Please restate each entry below, word for word.
-- -- --
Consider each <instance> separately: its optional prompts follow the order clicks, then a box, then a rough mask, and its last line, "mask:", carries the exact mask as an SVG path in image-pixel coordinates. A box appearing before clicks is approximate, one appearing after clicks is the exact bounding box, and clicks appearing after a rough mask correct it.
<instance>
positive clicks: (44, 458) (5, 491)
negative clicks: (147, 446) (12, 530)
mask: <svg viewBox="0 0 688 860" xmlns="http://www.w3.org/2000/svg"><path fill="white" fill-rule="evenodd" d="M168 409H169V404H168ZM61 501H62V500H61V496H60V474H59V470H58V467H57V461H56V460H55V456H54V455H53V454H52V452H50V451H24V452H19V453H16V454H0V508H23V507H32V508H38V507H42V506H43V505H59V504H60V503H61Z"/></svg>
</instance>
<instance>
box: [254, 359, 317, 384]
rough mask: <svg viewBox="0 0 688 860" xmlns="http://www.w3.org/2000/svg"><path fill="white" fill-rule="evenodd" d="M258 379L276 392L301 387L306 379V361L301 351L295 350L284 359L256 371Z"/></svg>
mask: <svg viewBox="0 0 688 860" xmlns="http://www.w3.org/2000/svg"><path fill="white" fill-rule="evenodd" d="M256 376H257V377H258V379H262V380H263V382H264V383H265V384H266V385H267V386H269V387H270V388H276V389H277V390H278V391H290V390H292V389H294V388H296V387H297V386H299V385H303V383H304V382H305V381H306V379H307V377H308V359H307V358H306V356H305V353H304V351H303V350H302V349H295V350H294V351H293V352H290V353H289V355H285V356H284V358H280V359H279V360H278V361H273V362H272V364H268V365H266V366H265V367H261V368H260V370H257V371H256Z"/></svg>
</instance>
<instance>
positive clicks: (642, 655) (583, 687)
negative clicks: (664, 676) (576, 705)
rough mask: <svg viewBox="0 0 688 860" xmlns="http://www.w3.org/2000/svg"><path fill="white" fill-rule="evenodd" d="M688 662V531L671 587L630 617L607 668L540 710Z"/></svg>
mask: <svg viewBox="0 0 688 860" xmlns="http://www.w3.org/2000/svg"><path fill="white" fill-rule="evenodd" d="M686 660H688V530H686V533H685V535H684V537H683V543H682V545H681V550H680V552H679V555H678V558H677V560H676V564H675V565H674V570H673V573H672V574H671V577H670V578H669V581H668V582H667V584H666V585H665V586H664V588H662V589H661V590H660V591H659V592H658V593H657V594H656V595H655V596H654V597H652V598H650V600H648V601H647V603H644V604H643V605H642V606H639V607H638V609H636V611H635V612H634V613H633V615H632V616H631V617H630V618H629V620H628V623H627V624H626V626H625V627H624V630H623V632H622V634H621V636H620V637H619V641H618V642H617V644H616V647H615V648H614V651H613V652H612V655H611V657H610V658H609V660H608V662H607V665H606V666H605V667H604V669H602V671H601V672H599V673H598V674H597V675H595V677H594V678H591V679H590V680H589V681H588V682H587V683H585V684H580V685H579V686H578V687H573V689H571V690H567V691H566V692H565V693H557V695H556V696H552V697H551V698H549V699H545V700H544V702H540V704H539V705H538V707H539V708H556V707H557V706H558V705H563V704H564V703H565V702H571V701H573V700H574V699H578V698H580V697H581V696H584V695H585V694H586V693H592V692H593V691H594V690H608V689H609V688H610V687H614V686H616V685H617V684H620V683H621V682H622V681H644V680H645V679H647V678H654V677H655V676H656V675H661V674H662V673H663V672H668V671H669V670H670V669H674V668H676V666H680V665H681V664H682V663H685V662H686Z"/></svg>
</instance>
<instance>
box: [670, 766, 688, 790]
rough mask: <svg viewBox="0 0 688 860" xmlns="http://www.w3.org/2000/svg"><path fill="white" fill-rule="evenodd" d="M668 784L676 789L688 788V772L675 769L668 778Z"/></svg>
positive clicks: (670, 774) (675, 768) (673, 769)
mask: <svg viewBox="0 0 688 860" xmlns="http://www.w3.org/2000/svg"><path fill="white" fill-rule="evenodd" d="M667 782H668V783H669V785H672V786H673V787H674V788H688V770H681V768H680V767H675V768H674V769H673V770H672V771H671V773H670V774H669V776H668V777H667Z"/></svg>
-- -- --
• [TASK RESULT]:
Consider each <instance> separately: its optional prompts follow the order clicks, then a box, then a rough mask, and its last line, "mask:", carries the exact mask as an SVG path in image-pixel coordinates. A box appearing before clicks is approximate, one appearing after clicks is the exact bounding box, and clicks appearing after a rough mask correct it.
<instance>
positive clicks: (44, 458) (5, 491)
negative clicks: (147, 446) (12, 530)
mask: <svg viewBox="0 0 688 860" xmlns="http://www.w3.org/2000/svg"><path fill="white" fill-rule="evenodd" d="M168 409H169V404H168ZM61 501H62V500H61V496H60V474H59V470H58V467H57V461H56V460H55V456H54V455H53V454H52V452H50V451H24V452H19V453H16V454H0V508H23V507H32V508H38V507H42V506H43V505H59V504H60V503H61Z"/></svg>
</instance>
<instance>
box: [254, 359, 317, 384]
rough mask: <svg viewBox="0 0 688 860" xmlns="http://www.w3.org/2000/svg"><path fill="white" fill-rule="evenodd" d="M258 379L276 392L301 387L306 379V361L301 351L295 350L284 359L256 371Z"/></svg>
mask: <svg viewBox="0 0 688 860" xmlns="http://www.w3.org/2000/svg"><path fill="white" fill-rule="evenodd" d="M256 376H257V377H258V379H262V380H263V382H264V383H265V384H266V385H267V386H269V387H270V388H276V389H277V390H278V391H290V390H292V389H294V388H296V387H297V386H299V385H303V383H304V382H305V381H306V379H307V377H308V359H307V358H306V356H305V353H304V351H303V350H302V349H295V350H294V351H293V352H290V353H289V355H285V356H284V358H280V359H279V360H278V361H273V362H272V364H268V365H266V366H265V367H261V368H260V370H257V371H256Z"/></svg>
</instance>
<instance>
positive clicks: (642, 655) (583, 687)
negative clicks: (664, 676) (576, 705)
rough mask: <svg viewBox="0 0 688 860" xmlns="http://www.w3.org/2000/svg"><path fill="white" fill-rule="evenodd" d="M688 662V531L671 587L630 617L607 668L540 710Z"/></svg>
mask: <svg viewBox="0 0 688 860" xmlns="http://www.w3.org/2000/svg"><path fill="white" fill-rule="evenodd" d="M686 660H688V530H686V533H685V535H684V537H683V543H682V545H681V550H680V552H679V555H678V558H677V560H676V564H675V565H674V570H673V573H672V574H671V577H670V578H669V581H668V582H667V584H666V585H665V586H664V588H662V589H661V590H660V591H659V592H658V593H657V594H656V595H655V596H654V597H652V598H650V600H648V601H647V603H644V604H643V605H642V606H639V607H638V609H636V611H635V612H634V613H633V615H632V616H631V617H630V618H629V620H628V623H627V624H626V626H625V627H624V630H623V632H622V634H621V636H620V637H619V641H618V642H617V644H616V647H615V648H614V651H613V652H612V655H611V657H610V658H609V660H608V662H607V665H606V666H605V667H604V669H602V671H601V672H599V673H598V674H597V675H595V677H594V678H591V679H590V680H589V681H588V682H587V683H585V684H580V685H579V686H578V687H573V689H571V690H567V691H566V692H565V693H557V695H556V696H552V697H551V698H549V699H545V700H544V702H540V704H539V705H538V707H539V708H556V707H557V706H558V705H563V704H564V703H565V702H571V701H573V700H574V699H578V698H580V697H581V696H584V695H585V694H586V693H592V692H593V691H594V690H608V689H609V688H610V687H614V686H616V685H617V684H620V683H621V682H622V681H644V680H645V679H647V678H654V677H655V676H656V675H661V674H662V673H663V672H668V671H669V670H670V669H674V668H676V666H680V665H681V664H682V663H685V662H686Z"/></svg>
</instance>
<instance>
box: [670, 766, 688, 790]
rough mask: <svg viewBox="0 0 688 860" xmlns="http://www.w3.org/2000/svg"><path fill="white" fill-rule="evenodd" d="M668 784L676 789L688 788V772L675 769L668 778Z"/></svg>
positive clicks: (670, 774) (675, 768) (673, 769)
mask: <svg viewBox="0 0 688 860" xmlns="http://www.w3.org/2000/svg"><path fill="white" fill-rule="evenodd" d="M667 782H668V783H669V785H672V786H673V787H674V788H688V770H681V768H680V767H675V768H674V769H673V770H672V771H671V773H670V774H669V776H668V777H667Z"/></svg>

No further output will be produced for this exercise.